Il progetto, dal nome ‘Cyberlegs’, finanziato dalla Commissione Europea con 2,5 milioni di euro e iniziato nel 2012, si è concluso a gennaio scorso.  Oltre all’Istituto di BioRobotica del Sant’Anna di Pisa, hanno aderito docenti universitari provenienti da tutta Europa: l’Université catholique de Louvain, l’Univerza v Ljubljani, Vrije Universiteit di Brussel, la Fondazione Don Carlo Gnocchi di Firenze.

La perdita di un arto inferiore è una condizione invalidante che può compromettere lo stato di salute generale. Può verificarsi come conseguenza di un diabete (quello di tipo mellito), di patologie del sistema vascolare periferico, di traumi post incidenti o di tumori. L’idea alla base di Cyberlegs era creare ‘nuove macchine indossabili’ per le persone che hanno un’amputazione, in grado di far risparmiare energia fisica e regalando invece “una sensazione più vicina a quella della camminata naturale” spiega il ricercatore Nicola Vitiello che ha coordinato l’intero progetto.

“Una protesi tradizionale, per quanto efficace, non sarà mai uguale alla gamba e produrrà un cammino sempre inefficiente - prosegue Vitiello - Noi abbiamo pensato che per far meno fatica bisognasse assistere anche le altre articolazioni. Quelle sane”. “In questo progetto infatti abbiamo sviluppato tre moduli robotici: una protesi transfemorale robotica di nuova concezione, un’ortesi (tutore) bilaterale di bacino e infine un’ortesi per il ginocchio e la caviglia. Inoltre abbiamo progettato moduli di sensori ‘indossabili’: scarpe con sensori di pressione che ‘intuiscono’ cosa la persona vuole fare in termini di compito motorio (salire o scendere le scale ad esempio) e traducono quest’intenzione motoria in comandi per ciascuno di questi tre moduli.

Si tratta, insomma, di sistemi sofisticatissimi, robotomizzati, in grado di seguire la biomeccanica naturale. La protesi transfemorale permette di camminare, sedersi, salire o scendere le scale dimenticandosi della sedia a rotelle, spiega Vitellio: “Spesso  le persone che hanno subito un’amputazione finiscono per preferire la carrozzina a una protesi tradizionale più faticosa da usare ogni giorno. Con la nuova ‘protesi transfemorale robotica’ - grazie all’utilizzo di motori che forniscono energia durante la fase di appoggio e di elementi elastici in grado di assorbire l’impatto col terreno - la persona fatica molto meno ed è invogliata a riprendere un cammino più fisiologico”.

* Su cosa lavorare *
1) Elenca tutte le possibili cause della perdita di un arto inferiore indicate nel testo sul progetto Cyberlegs.
2) Rispondi alle seguenti domande sul testo sul progetto Cyberlegs.
(a) Con quale somma la Commissione Europea ha finanziato il progetto?
(b) Chi ha coordinato l'intero progetto?
(c) Che tipo di sensori hanno le scarpe progettate come moduli indossabili?
3) Riprendi il testo sul progetto Cyberlegs subito dopo la sua ultima frase e proseguilo.

(Record tratti da una raccolta di dati)
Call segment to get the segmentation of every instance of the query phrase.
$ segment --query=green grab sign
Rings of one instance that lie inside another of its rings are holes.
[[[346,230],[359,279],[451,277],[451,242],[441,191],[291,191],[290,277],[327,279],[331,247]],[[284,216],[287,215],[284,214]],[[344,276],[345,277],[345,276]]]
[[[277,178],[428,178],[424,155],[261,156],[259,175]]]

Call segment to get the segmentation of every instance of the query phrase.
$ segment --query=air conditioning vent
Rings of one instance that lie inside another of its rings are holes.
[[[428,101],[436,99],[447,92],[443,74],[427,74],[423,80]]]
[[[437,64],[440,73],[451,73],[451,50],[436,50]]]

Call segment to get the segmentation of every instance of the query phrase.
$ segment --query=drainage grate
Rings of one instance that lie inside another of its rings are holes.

* Soluzioni dell'esercizio *
1)
Diabete mellito
Patologie del sistema vascolare periferico
Traumi post incidenti
Tumori

2)
(a) Con 2,5 milioni di euro.
(b) Il ricercatore Nicola Vitiello.
(c) Sensori di pressione.

3)
Un’altra frontiera esplorata con successo è stata quella di unire la protesi transfemorale con l’ortesi attiva di bacino. Secondo i ricercatori infatti, in futuro gli amputati potrebbero beneficiare di una protesi unita a un tutore: la protesi sostituisce l’arto mancante mentre l’ortesi può compensare le inefficienze del cammino e renderlo più simile a quello naturale.

L’altra sfida affrontata da Cyberlegs riguarda la creazione di un ‘collegamento bidirezionale’ con la protesi. Grazie allo sviluppo di un sistema miniaturizzato che la persona può indossare si riceve una sorta di ‘ritmo’ che permette di riprendere e mantenere un cammino più simmetrico. Un’altra sfida affrontata è il rischio cadute. Il progetto  ha infatti messo a punto strategie per riconoscere in tempo reale un possibile scivolamento, così da mitigarlo.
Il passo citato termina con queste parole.